Recopiez toutes les lignes ci-dessous en changeant partout "produce the detection results" en "return the detection results", sans rien modifier d'autre.

# LIGNES DU JEU
· · ·

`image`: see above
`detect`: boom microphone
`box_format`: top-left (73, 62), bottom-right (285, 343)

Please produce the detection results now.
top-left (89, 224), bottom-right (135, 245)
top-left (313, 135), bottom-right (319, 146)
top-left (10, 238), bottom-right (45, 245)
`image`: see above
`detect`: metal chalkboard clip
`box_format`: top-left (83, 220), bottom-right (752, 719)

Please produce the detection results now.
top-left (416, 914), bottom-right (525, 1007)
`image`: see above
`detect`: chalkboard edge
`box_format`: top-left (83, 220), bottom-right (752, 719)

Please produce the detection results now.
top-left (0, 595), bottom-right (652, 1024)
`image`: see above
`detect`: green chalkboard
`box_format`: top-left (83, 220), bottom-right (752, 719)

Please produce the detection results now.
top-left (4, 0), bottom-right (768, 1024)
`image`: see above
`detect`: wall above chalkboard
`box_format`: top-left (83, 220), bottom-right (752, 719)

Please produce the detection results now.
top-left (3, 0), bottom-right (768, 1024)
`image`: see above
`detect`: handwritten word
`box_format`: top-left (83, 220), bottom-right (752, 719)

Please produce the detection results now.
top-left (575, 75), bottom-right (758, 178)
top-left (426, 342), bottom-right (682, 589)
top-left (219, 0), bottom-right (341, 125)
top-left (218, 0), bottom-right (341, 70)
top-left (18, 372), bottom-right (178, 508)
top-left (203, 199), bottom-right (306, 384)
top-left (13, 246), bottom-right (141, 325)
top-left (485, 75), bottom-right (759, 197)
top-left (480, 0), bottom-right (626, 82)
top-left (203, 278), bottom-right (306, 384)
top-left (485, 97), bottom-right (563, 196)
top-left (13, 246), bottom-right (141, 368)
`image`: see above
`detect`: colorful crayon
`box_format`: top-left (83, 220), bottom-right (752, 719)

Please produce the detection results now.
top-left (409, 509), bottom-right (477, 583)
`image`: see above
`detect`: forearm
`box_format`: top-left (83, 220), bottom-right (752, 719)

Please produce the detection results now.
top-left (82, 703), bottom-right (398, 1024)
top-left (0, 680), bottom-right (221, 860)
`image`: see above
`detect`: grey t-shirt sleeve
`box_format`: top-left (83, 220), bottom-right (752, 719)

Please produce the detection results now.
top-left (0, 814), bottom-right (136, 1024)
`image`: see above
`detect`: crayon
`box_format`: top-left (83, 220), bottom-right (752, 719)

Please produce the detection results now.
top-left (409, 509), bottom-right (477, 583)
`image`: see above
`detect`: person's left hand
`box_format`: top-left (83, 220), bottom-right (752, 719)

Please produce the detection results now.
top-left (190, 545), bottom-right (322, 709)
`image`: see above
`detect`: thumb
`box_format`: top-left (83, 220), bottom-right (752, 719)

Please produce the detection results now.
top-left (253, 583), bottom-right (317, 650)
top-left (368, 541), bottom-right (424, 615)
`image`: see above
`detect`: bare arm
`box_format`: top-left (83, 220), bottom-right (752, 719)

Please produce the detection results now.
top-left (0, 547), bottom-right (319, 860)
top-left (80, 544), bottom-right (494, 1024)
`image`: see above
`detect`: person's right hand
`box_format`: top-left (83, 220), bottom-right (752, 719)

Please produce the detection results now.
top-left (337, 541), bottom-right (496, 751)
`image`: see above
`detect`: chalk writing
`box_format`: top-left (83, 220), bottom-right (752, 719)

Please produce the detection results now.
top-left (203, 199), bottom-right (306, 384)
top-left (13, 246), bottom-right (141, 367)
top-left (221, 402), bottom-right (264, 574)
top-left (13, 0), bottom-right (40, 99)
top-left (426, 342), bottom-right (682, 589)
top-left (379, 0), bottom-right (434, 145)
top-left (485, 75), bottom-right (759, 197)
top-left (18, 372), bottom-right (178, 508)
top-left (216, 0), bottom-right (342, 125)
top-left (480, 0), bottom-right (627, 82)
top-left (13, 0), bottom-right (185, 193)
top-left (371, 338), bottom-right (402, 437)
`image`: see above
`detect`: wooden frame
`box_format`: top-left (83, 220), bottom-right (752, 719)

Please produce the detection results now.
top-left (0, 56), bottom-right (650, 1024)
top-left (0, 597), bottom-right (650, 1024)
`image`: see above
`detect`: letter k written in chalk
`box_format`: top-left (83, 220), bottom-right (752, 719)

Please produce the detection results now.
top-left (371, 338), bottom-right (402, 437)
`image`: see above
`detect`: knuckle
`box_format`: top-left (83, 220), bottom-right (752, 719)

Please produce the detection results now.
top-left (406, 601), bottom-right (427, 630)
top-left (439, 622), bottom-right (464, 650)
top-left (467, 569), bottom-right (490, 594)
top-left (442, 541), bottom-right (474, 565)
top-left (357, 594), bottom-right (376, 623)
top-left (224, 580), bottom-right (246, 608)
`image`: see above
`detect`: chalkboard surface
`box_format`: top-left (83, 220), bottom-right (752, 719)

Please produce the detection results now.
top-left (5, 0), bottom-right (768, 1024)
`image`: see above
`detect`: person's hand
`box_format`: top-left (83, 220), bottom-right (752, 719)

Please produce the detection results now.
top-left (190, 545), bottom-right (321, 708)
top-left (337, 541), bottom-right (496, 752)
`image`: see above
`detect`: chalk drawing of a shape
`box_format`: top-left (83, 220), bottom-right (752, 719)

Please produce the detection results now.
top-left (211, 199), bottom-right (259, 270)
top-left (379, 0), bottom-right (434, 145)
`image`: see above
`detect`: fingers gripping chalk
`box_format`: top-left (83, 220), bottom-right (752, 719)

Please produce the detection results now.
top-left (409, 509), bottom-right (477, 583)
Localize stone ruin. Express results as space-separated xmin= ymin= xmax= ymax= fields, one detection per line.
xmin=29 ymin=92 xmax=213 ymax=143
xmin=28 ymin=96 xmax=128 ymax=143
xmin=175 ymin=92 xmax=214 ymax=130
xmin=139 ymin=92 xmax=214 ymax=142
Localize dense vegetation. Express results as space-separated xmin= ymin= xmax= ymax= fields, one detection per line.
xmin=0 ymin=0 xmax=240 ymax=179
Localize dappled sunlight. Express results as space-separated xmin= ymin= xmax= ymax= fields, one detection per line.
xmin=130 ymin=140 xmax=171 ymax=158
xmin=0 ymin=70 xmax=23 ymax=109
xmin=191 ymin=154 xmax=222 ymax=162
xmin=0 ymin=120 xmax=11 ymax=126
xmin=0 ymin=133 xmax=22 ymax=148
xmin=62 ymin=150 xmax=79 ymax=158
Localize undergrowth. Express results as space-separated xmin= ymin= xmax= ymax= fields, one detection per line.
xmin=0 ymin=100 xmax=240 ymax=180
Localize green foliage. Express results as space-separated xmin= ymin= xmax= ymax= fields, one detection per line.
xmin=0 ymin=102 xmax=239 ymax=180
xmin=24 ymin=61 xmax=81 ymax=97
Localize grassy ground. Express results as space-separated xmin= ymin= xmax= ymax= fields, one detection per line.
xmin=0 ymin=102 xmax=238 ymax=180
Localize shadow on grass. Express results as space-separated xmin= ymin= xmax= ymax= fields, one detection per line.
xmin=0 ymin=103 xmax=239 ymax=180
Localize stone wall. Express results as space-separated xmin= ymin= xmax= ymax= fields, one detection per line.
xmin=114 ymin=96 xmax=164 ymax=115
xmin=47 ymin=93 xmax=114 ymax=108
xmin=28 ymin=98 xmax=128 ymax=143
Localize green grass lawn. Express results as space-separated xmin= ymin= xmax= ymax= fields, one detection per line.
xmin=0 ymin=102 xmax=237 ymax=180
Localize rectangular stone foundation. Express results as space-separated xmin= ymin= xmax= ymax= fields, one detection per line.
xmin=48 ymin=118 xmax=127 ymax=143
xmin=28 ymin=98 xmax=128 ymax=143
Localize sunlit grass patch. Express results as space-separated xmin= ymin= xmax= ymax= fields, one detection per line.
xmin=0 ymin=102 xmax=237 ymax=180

· · ·

# CORRIGÉ PROPOSÉ
`image`: see above
`detect`: boom microphone
`box_format`: top-left (73, 62), bottom-right (285, 343)

Please return the detection results now.
top-left (89, 224), bottom-right (135, 245)
top-left (313, 135), bottom-right (319, 146)
top-left (10, 238), bottom-right (45, 245)
`image`: see above
`detect`: metal chalkboard clip
`box_format`: top-left (83, 220), bottom-right (752, 719)

Please return the detection results now.
top-left (416, 914), bottom-right (525, 1007)
`image`: see above
`detect`: chalkboard edge
`box_format`: top-left (83, 220), bottom-right (752, 719)

Please return the detection results now.
top-left (0, 595), bottom-right (652, 1024)
`image`: see above
`detect`: green chalkboard
`box_format`: top-left (83, 220), bottom-right (752, 719)

Please return the detection results now.
top-left (4, 0), bottom-right (768, 1024)
`image`: see above
`detect`: wall above chalkboard
`box_format`: top-left (83, 220), bottom-right (752, 719)

Please return the detection results now.
top-left (3, 0), bottom-right (768, 1024)
`image`: see above
`detect`: handwritten word
`box_format`: top-left (83, 220), bottom-right (752, 719)

Please return the detection results now.
top-left (575, 75), bottom-right (758, 178)
top-left (426, 342), bottom-right (682, 589)
top-left (219, 0), bottom-right (341, 125)
top-left (218, 0), bottom-right (341, 70)
top-left (18, 372), bottom-right (178, 508)
top-left (203, 199), bottom-right (306, 384)
top-left (13, 246), bottom-right (141, 325)
top-left (485, 75), bottom-right (759, 197)
top-left (480, 0), bottom-right (626, 82)
top-left (203, 278), bottom-right (306, 384)
top-left (485, 97), bottom-right (563, 196)
top-left (13, 246), bottom-right (141, 368)
`image`: see above
`detect`: colorful crayon
`box_format`: top-left (83, 220), bottom-right (752, 719)

Please return the detection results now.
top-left (409, 509), bottom-right (477, 583)
`image`: see above
`detect`: forearm
`box_format`: top-left (83, 220), bottom-right (752, 719)

Please return the detection results now.
top-left (82, 703), bottom-right (398, 1024)
top-left (0, 680), bottom-right (221, 860)
`image`: see above
`detect`: grey t-shirt sleeve
`box_format`: top-left (83, 220), bottom-right (752, 719)

Please return the detection results now.
top-left (0, 814), bottom-right (136, 1024)
`image`: see above
`detect`: crayon
`box_format`: top-left (83, 220), bottom-right (752, 719)

Please return the detection results now.
top-left (409, 509), bottom-right (477, 583)
`image`: see above
`detect`: person's left hand
`box_format`: top-left (83, 220), bottom-right (752, 719)

Please return the detection results now.
top-left (190, 545), bottom-right (322, 709)
`image`: see above
`detect`: thumb
`box_format`: top-left (83, 220), bottom-right (752, 719)

Please return the detection results now.
top-left (253, 583), bottom-right (317, 650)
top-left (368, 541), bottom-right (424, 615)
`image`: see above
`detect`: bare arm
`box_format`: top-left (83, 220), bottom-right (752, 719)

Please return the detection results now.
top-left (0, 547), bottom-right (319, 860)
top-left (80, 544), bottom-right (494, 1024)
`image`: see above
`detect`: person's right hand
`box_format`: top-left (83, 220), bottom-right (752, 719)

Please return the detection results now.
top-left (337, 541), bottom-right (496, 751)
`image`: see above
`detect`: chalk writing
`box_format`: top-left (83, 220), bottom-right (752, 719)

Please return the detection results now.
top-left (203, 199), bottom-right (306, 384)
top-left (13, 246), bottom-right (141, 367)
top-left (221, 402), bottom-right (264, 574)
top-left (13, 0), bottom-right (40, 99)
top-left (426, 342), bottom-right (682, 589)
top-left (379, 0), bottom-right (434, 145)
top-left (485, 75), bottom-right (759, 197)
top-left (18, 372), bottom-right (178, 508)
top-left (216, 0), bottom-right (342, 125)
top-left (480, 0), bottom-right (627, 82)
top-left (13, 0), bottom-right (185, 193)
top-left (371, 338), bottom-right (402, 437)
`image`: see above
`detect`: wooden frame
`box_format`: top-left (83, 220), bottom-right (752, 719)

Please return the detection results now.
top-left (0, 56), bottom-right (650, 1024)
top-left (0, 597), bottom-right (650, 1024)
`image`: see above
`detect`: letter k written in chalk
`box_format`: top-left (83, 220), bottom-right (752, 719)

Please return the detection results now.
top-left (371, 338), bottom-right (402, 437)
`image`: see above
`detect`: knuckle
`box_format`: top-left (83, 220), bottom-right (752, 719)

Please return the detection results now.
top-left (406, 601), bottom-right (427, 630)
top-left (439, 622), bottom-right (464, 650)
top-left (467, 569), bottom-right (490, 594)
top-left (442, 541), bottom-right (474, 565)
top-left (357, 594), bottom-right (376, 623)
top-left (224, 580), bottom-right (246, 608)
`image`: see above
`detect`: chalkboard surface
`box_format`: top-left (83, 220), bottom-right (752, 719)

Please return the detection results now.
top-left (5, 0), bottom-right (768, 1024)
`image`: see above
`detect`: person's hand
`box_format`: top-left (83, 220), bottom-right (752, 719)

Please return the detection results now.
top-left (190, 545), bottom-right (321, 708)
top-left (337, 541), bottom-right (496, 752)
`image`: see above
`detect`: chalk drawing of a shape
`box_format`: top-left (83, 220), bottom-right (752, 719)

Please return the detection results now.
top-left (211, 199), bottom-right (259, 270)
top-left (379, 0), bottom-right (434, 145)
`image`: see above
`detect`: fingers gripping chalk
`box_format`: top-left (83, 220), bottom-right (752, 719)

Please return the detection results now.
top-left (409, 509), bottom-right (477, 583)
Localize stone ruin. Express results as space-separated xmin= ymin= xmax= ymax= fields, one detection per line.
xmin=29 ymin=92 xmax=213 ymax=143
xmin=28 ymin=96 xmax=128 ymax=143
xmin=175 ymin=92 xmax=214 ymax=130
xmin=139 ymin=92 xmax=214 ymax=142
Localize dense vegetation. Express results as space-separated xmin= ymin= xmax= ymax= fields, one detection per line.
xmin=0 ymin=0 xmax=240 ymax=179
Localize dappled sunlight. Express results as space-separated xmin= ymin= xmax= ymax= fields, one detection per line.
xmin=130 ymin=140 xmax=171 ymax=158
xmin=0 ymin=70 xmax=23 ymax=109
xmin=191 ymin=154 xmax=222 ymax=162
xmin=0 ymin=120 xmax=11 ymax=126
xmin=0 ymin=133 xmax=22 ymax=148
xmin=62 ymin=150 xmax=79 ymax=158
Localize undergrowth. Express results as space-separated xmin= ymin= xmax= ymax= fields, one detection per line.
xmin=0 ymin=100 xmax=240 ymax=180
Localize green foliage. Express results as space-separated xmin= ymin= xmax= ymax= fields, one detection per line.
xmin=0 ymin=102 xmax=239 ymax=180
xmin=24 ymin=61 xmax=81 ymax=97
Localize grassy ground. Express results as space-separated xmin= ymin= xmax= ymax= fields, one detection per line.
xmin=0 ymin=102 xmax=238 ymax=180
Localize shadow on grass. Express results as space-separated xmin= ymin= xmax= ymax= fields, one detection per line.
xmin=0 ymin=103 xmax=239 ymax=180
Localize stone wall. Express results as space-separated xmin= ymin= xmax= ymax= fields, one detection per line.
xmin=114 ymin=96 xmax=164 ymax=115
xmin=47 ymin=93 xmax=114 ymax=108
xmin=28 ymin=98 xmax=128 ymax=143
Localize green grass lawn. Express results as space-separated xmin= ymin= xmax= ymax= fields, one detection per line.
xmin=0 ymin=102 xmax=237 ymax=180
Localize rectangular stone foundation. Express results as space-separated xmin= ymin= xmax= ymax= fields, one detection per line.
xmin=48 ymin=118 xmax=127 ymax=143
xmin=28 ymin=98 xmax=128 ymax=143
Localize sunlit grass patch. Express results as space-separated xmin= ymin= xmax= ymax= fields, one detection per line.
xmin=0 ymin=102 xmax=237 ymax=180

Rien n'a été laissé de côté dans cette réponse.